Recopiez le texte sur le rapatriement des salariés expatriés, en commençant à « La question reste » et en terminant à « 13 mars 1972. ».

*Texte*
---

En droit
Lorsqu'un salarié engagé par une société mère a été mis à la disposition d'une filiale étrangère et qu'un contrat de travail a été conclu avec cette dernière, la société mère assure son rapatriement en cas de licenciement par la filiale et lui procure un nouvel emploi compatible avec l'importance de ses précédentes fonctions en son sein.
Si la société mère entend néanmoins licencier ce salarié, les dispositions du présent titre sont applicables.
Le temps passé par le salarié au service de la filiale est alors pris en compte pour le calcul du préavis et de l'indemnité de licenciement (C. trav. art. L. 1231-5).
L'employeur doit-il envisager le reclassement du salarié à l'intérieur du groupe auquel il appartient ?
La question reste posée et relève de l’appréciation souveraine des juges du fond.
« Mais attendu que le moyen ne tend qu’à remettre en cause l’appréciation souveraine des éléments de fait et de preuve par la cour d’appel, qui, ayant constaté, d’une part, que le salarié expatrié avait fait l’objet d’une mesure de rapatriement en France sans bénéficier d’une offre de réintégration sérieuse, précise et compatible avec l’importance de ses précédentes fonctions au sein de la société mère, d’autre part, qu’aucun accord exprès de l’intéressé sur ce nouveau poste n’était intervenu, en a déduit, (...), que la prise d’acte de la rupture était justifiée »[1].
Certaines conventions collectives répondent par la négative alors même que leur autorité est inférieure à celle de la loi ; c’est notamment lle cas de la CCN des ingénieurs et Cadres de la Métallurgie du 13 mars 1972.
C’est aussi parfois prévu dans le contrat de travail initial conclu entre une société mère française et le salarié qu'elle emploie.
La Cour d'appel de Grenoble a considéré que l'employeur était tenu de rapatrier le salarié licencié au sein de la société mère française et que "le salarié était en droit de refuser un nouveau détachement à l'étranger" [2].
EXPOSÉ DES FAITS
Par contrat à durée indéterminée du 1er juillet 2007 soumis à la convention collective nationale des ingénieurs et cadres de la métallurgie, elle a engagé I. X en qualité de directeur général de la société Y en Turquie.
Ce contrat conférait au salarié le statut d'expatrié.
Un contrat de travail a été établi avec la société Y Celle-ci notifiait à I. X son licenciement le 24 novembre 2010.

---

*Lignes de données*
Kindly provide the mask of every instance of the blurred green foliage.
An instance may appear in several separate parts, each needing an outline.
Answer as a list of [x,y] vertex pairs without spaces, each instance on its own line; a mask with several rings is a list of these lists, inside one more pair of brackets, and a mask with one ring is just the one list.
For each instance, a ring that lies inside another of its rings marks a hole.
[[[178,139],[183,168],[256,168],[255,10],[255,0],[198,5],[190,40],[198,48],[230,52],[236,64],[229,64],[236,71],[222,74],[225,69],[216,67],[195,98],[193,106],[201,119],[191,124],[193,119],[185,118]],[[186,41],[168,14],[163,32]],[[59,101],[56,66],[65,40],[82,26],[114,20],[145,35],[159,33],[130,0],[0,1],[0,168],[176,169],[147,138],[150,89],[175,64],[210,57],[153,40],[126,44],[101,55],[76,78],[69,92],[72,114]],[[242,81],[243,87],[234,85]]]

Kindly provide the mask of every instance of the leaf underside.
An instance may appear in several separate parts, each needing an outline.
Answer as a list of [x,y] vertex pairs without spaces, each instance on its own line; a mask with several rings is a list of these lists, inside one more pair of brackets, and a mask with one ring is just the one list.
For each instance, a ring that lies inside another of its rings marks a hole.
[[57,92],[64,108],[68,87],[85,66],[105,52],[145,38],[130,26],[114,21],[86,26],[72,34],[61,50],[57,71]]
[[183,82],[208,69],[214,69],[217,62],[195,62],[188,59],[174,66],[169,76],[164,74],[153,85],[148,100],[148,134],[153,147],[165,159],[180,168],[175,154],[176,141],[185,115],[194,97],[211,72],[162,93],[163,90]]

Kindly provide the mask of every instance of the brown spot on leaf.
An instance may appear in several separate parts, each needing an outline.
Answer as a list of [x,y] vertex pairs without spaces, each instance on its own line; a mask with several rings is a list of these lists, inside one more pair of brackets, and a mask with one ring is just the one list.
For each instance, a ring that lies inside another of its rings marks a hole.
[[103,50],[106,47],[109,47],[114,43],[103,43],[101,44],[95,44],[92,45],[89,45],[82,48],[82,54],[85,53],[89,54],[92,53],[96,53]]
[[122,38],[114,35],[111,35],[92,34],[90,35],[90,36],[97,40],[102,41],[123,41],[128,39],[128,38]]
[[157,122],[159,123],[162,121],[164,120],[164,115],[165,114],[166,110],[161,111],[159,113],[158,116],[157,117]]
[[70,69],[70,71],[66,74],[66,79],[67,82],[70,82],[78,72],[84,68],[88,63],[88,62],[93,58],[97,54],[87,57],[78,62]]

---

*Corrigé*
La question reste posée et relève de l’appréciation souveraine des juges du fond.
« Mais attendu que le moyen ne tend qu’à remettre en cause l’appréciation souveraine des éléments de fait et de preuve par la cour d’appel, qui, ayant constaté, d’une part, que le salarié expatrié avait fait l’objet d’une mesure de rapatriement en France sans bénéficier d’une offre de réintégration sérieuse, précise et compatible avec l’importance de ses précédentes fonctions au sein de la société mère, d’autre part, qu’aucun accord exprès de l’intéressé sur ce nouveau poste n’était intervenu, en a déduit, (...), que la prise d’acte de la rupture était justifiée »[1].
Certaines conventions collectives répondent par la négative alors même que leur autorité est inférieure à celle de la loi ; c’est notamment lle cas de la CCN des ingénieurs et Cadres de la Métallurgie du 13 mars 1972.